• _PROBLEM TO WORK ON_
Substitute "plain whole numbers" for every occurrence of "bare integers" in the entries below, and reproduce them with everything else unchanged.

Entries from a labeling collection
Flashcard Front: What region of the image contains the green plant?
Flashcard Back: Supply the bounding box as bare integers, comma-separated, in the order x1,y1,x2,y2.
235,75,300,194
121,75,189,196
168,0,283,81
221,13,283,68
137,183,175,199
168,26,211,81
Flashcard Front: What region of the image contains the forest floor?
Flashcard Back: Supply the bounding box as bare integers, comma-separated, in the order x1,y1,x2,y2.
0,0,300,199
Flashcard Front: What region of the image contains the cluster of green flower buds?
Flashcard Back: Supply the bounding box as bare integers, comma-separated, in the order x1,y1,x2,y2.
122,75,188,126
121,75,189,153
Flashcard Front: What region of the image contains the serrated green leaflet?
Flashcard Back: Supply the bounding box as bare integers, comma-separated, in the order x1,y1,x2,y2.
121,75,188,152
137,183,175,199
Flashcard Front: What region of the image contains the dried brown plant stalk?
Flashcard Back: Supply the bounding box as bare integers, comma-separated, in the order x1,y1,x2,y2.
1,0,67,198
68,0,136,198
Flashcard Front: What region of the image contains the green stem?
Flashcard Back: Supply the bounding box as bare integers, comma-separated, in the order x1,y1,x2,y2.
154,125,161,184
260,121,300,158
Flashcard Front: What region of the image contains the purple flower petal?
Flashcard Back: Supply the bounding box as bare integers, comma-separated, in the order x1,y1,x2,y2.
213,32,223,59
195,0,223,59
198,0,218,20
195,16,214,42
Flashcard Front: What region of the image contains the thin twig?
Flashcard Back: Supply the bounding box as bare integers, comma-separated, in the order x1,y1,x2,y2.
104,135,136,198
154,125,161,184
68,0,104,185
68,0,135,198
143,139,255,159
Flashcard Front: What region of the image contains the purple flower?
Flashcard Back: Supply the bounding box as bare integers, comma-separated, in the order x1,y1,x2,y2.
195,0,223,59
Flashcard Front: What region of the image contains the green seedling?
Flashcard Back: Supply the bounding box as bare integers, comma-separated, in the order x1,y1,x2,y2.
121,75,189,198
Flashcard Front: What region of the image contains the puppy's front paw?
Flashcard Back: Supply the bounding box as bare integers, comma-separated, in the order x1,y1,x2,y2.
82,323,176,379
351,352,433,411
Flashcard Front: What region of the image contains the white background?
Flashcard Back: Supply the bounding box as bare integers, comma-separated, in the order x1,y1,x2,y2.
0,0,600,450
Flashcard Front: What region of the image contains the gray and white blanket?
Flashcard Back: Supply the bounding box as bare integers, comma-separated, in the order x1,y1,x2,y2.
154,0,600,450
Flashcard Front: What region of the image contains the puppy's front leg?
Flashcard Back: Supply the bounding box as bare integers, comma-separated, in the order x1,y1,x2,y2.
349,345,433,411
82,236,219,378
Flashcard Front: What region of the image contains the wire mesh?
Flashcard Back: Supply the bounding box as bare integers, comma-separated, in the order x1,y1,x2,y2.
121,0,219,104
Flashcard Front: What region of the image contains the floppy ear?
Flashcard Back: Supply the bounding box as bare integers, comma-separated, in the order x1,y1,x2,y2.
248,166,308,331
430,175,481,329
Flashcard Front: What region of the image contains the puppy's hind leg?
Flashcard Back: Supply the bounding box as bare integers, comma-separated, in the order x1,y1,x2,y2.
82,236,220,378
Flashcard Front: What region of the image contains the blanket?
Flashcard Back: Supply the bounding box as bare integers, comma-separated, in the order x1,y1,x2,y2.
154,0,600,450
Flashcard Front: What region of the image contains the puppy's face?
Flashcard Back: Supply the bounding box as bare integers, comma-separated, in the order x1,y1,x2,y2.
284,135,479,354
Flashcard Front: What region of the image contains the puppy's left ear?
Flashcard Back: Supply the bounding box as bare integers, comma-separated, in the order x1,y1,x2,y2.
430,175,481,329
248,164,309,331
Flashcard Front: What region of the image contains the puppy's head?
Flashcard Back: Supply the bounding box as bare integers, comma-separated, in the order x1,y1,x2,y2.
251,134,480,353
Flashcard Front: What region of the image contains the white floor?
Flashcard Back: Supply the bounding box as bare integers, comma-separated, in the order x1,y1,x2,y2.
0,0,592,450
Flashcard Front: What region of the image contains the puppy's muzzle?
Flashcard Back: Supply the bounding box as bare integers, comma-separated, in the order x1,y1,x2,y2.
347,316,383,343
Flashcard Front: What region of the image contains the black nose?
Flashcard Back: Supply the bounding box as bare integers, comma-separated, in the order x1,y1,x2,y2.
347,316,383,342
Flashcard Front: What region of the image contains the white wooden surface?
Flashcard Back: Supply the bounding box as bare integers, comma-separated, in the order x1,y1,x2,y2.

• _FULL SOLUTION_
Flashcard Front: What region of the image contains the green plant?
Flashcard Back: Supply the bounding box as plain whole numbers, comma-separated, in the order x1,y1,x2,y2.
235,75,300,194
121,75,189,196
168,0,283,81
221,13,283,68
137,183,175,199
168,26,211,81
Flashcard Front: What region of the image contains the forest floor?
Flashcard Back: Supply the bounding box as plain whole numbers, comma-separated, in the order x1,y1,x2,y2.
0,0,300,199
Flashcard Front: What region of the image contains the cluster of green flower buds?
Flashcard Back: Supply the bounding box as plain whole numbers, comma-separated, in the order x1,y1,x2,y2.
122,75,188,126
121,75,189,153
Flashcard Front: What region of the image contains the serrated green leaflet?
Flashcard Back: Supply the bounding box as plain whole numbers, comma-separated, in the order x1,y1,x2,y2.
121,75,188,152
137,183,175,199
Flashcard Front: What region of the image contains the dried brown plant stalk?
Flashcard Back: Supply the bounding box as plain whole numbers, comma-separated, in the order x1,y1,x2,y2.
1,0,67,198
68,0,136,198
Flashcard Front: What region of the image contains the green stem?
Flashcard Back: Supply the bounding box as plain whole numbers, comma-separated, in the order x1,y1,x2,y2.
154,125,161,184
260,121,300,158
Flashcard Front: What region of the image contains the purple flower petal?
Flashcard Back: Supply the bounding box as plain whole numbers, comma-separated, in the order x1,y1,x2,y2.
213,32,223,59
195,0,223,59
198,0,218,20
195,16,214,42
Flashcard Front: What region of the image contains the thin twig?
Flashcard Back: Supply the bounding box as plain whole numbers, comma-separated, in the order x1,y1,x2,y2.
104,135,136,198
154,125,161,184
68,0,104,185
68,0,135,198
143,139,255,159
Flashcard Front: What region of the image contains the purple flower?
Flashcard Back: Supply the bounding box as plain whole numbers, comma-separated, in the order x1,y1,x2,y2.
195,0,223,59
Flashcard Front: What region of the image contains the green seedling?
Flashcard Back: Supply the bounding box as plain whole numbers, comma-separated, in the order x1,y1,x2,y2.
121,75,189,198
Flashcard Front: What region of the image contains the puppy's front paw?
Flashcard Back: Supply the bounding box as plain whole numbers, comma-separated, in the order x1,y1,x2,y2.
82,323,176,379
351,352,433,411
Flashcard Front: What region of the image contains the white background?
Flashcard Back: Supply the bounding box as plain whole numbers, comma-separated, in the order x1,y1,x2,y2.
0,0,600,450
Flashcard Front: What region of the image contains the gray and white blanket?
Flashcard Back: Supply the bounding box as plain whole numbers, comma-separated, in the order x1,y1,x2,y2.
154,0,600,450
Flashcard Front: What region of the image contains the puppy's front leg?
Flashcard Back: Supply the bounding box as plain whole numbers, comma-separated, in the order x1,y1,x2,y2.
349,345,433,411
82,236,219,378
Flashcard Front: What region of the image contains the wire mesh?
Flashcard Back: Supply the bounding box as plain whole numbers, comma-separated, in the order x1,y1,x2,y2.
121,0,219,104
Flashcard Front: What region of the image contains the floppy ear?
Flashcard Back: Supply the bounding box as plain whole numbers, comma-separated, in the order x1,y1,x2,y2.
248,166,308,331
430,175,481,329
Flashcard Front: What region of the image contains the puppy's hind leg?
Flashcard Back: Supply the bounding box as plain whole numbers, comma-separated, in the order x1,y1,x2,y2.
82,236,220,378
Flashcard Front: What region of the image contains the blanket?
Flashcard Back: Supply the bounding box as plain whole numbers, comma-separated, in the order x1,y1,x2,y2.
154,0,600,450
Flashcard Front: What region of the image contains the puppy's face?
Flashcard Back: Supply the bounding box as plain whole numbers, comma-separated, in the order x1,y1,x2,y2.
284,135,479,354
Flashcard Front: What region of the image contains the puppy's left ear?
Flashcard Back: Supply the bounding box as plain whole numbers, comma-separated, in the order x1,y1,x2,y2.
430,175,481,329
248,164,309,331
Flashcard Front: What region of the image contains the puppy's head?
Flashcard Back: Supply the bounding box as plain whole numbers, comma-separated, in the order x1,y1,x2,y2.
251,134,480,353
Flashcard Front: What region of the image contains the white floor?
Flashcard Back: Supply the bounding box as plain whole numbers, comma-separated, in the order x1,y1,x2,y2.
0,0,592,450
Flashcard Front: What region of the image contains the puppy's muzzle?
Flashcard Back: Supply the bounding box as plain whole numbers, comma-separated, in the order x1,y1,x2,y2.
347,316,383,343
Flashcard Front: What region of the image contains the black nose?
Flashcard Back: Supply the bounding box as plain whole numbers, comma-separated, in the order x1,y1,x2,y2.
347,316,383,342
Flashcard Front: What region of the image contains the white wooden surface?
Flashcard Back: Supply the bounding box as plain whole numbers, comma-separated, in the order x1,y1,x2,y2.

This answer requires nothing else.